TASK STATEMENT - Word for word, restate all of the entries.

[Text-to-region grounding data]
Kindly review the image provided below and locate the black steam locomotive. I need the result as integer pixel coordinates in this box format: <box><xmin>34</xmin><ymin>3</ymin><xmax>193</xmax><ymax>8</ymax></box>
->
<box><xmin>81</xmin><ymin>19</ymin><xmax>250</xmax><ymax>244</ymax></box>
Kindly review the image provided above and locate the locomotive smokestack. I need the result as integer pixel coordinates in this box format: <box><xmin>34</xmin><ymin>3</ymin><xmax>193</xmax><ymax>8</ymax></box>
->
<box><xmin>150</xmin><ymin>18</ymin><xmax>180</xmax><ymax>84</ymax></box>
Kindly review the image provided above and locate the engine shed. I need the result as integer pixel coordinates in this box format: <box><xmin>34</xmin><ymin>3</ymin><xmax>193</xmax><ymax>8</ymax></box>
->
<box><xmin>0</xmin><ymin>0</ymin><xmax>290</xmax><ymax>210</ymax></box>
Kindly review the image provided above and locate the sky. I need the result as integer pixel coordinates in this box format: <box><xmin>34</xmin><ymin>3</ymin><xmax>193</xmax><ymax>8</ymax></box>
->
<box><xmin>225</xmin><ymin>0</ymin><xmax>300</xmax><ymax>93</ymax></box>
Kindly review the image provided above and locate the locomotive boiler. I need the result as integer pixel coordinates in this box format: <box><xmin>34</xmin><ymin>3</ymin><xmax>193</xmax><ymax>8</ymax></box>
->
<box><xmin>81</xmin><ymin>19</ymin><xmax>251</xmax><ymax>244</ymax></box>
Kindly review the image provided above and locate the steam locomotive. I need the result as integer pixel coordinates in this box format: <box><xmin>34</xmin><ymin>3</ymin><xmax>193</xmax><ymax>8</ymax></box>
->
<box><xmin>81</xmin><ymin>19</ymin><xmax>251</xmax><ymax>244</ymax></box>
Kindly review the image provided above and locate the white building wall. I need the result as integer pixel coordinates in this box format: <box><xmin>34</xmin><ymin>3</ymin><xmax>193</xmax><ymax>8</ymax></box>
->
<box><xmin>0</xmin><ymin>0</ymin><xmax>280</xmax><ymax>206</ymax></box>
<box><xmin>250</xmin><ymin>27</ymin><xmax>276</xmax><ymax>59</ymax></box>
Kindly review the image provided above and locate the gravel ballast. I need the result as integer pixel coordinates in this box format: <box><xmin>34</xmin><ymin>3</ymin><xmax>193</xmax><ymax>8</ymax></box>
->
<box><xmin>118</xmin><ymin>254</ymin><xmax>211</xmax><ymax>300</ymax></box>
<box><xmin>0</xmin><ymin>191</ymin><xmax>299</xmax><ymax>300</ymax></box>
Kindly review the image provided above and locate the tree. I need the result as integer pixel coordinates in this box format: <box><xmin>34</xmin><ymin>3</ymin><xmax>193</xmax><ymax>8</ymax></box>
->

SOLUTION BELOW -
Kindly review the image provided below and locate the black steam locomotive. I need the result as integer pixel coordinates in this box format: <box><xmin>34</xmin><ymin>3</ymin><xmax>193</xmax><ymax>8</ymax></box>
->
<box><xmin>81</xmin><ymin>19</ymin><xmax>250</xmax><ymax>244</ymax></box>
Kindly review the image provided above and locate the locomotive smokestack. I need the result as integer pixel coordinates in this box format: <box><xmin>34</xmin><ymin>3</ymin><xmax>193</xmax><ymax>8</ymax></box>
->
<box><xmin>150</xmin><ymin>18</ymin><xmax>180</xmax><ymax>84</ymax></box>
Kindly review the image provided above and locate the engine shed. I need the result as integer pixel coordinates in this box format: <box><xmin>34</xmin><ymin>3</ymin><xmax>193</xmax><ymax>8</ymax></box>
->
<box><xmin>0</xmin><ymin>0</ymin><xmax>290</xmax><ymax>210</ymax></box>
Kindly review the image provided above and locate the sky. I need the result as integer pixel coordinates in this box format: <box><xmin>34</xmin><ymin>3</ymin><xmax>193</xmax><ymax>8</ymax></box>
->
<box><xmin>225</xmin><ymin>0</ymin><xmax>300</xmax><ymax>93</ymax></box>
Kindly review the image provided above and locate the locomotive boiler. I need the result as integer pixel coordinates in this box format: <box><xmin>34</xmin><ymin>3</ymin><xmax>193</xmax><ymax>8</ymax></box>
->
<box><xmin>81</xmin><ymin>19</ymin><xmax>251</xmax><ymax>244</ymax></box>
Kindly review the image provided above and locate the steam locomotive. I need the result as integer pixel coordinates in this box format: <box><xmin>34</xmin><ymin>3</ymin><xmax>193</xmax><ymax>8</ymax></box>
->
<box><xmin>81</xmin><ymin>19</ymin><xmax>251</xmax><ymax>244</ymax></box>
Kindly review the image provided above and locate the white building wall. I need the result as integer pixel coordinates in this box format: <box><xmin>34</xmin><ymin>3</ymin><xmax>193</xmax><ymax>8</ymax></box>
->
<box><xmin>0</xmin><ymin>0</ymin><xmax>280</xmax><ymax>206</ymax></box>
<box><xmin>250</xmin><ymin>27</ymin><xmax>276</xmax><ymax>59</ymax></box>
Kindly review the image provided above and locate the gravel ballast. I need the result as integer pixel coordinates in this box format: <box><xmin>34</xmin><ymin>3</ymin><xmax>193</xmax><ymax>8</ymax></box>
->
<box><xmin>118</xmin><ymin>254</ymin><xmax>211</xmax><ymax>300</ymax></box>
<box><xmin>0</xmin><ymin>191</ymin><xmax>299</xmax><ymax>300</ymax></box>
Kindly review the image provided above and locate the tree. I need the result as integer pixel coordinates in this box format: <box><xmin>34</xmin><ymin>3</ymin><xmax>193</xmax><ymax>8</ymax></box>
->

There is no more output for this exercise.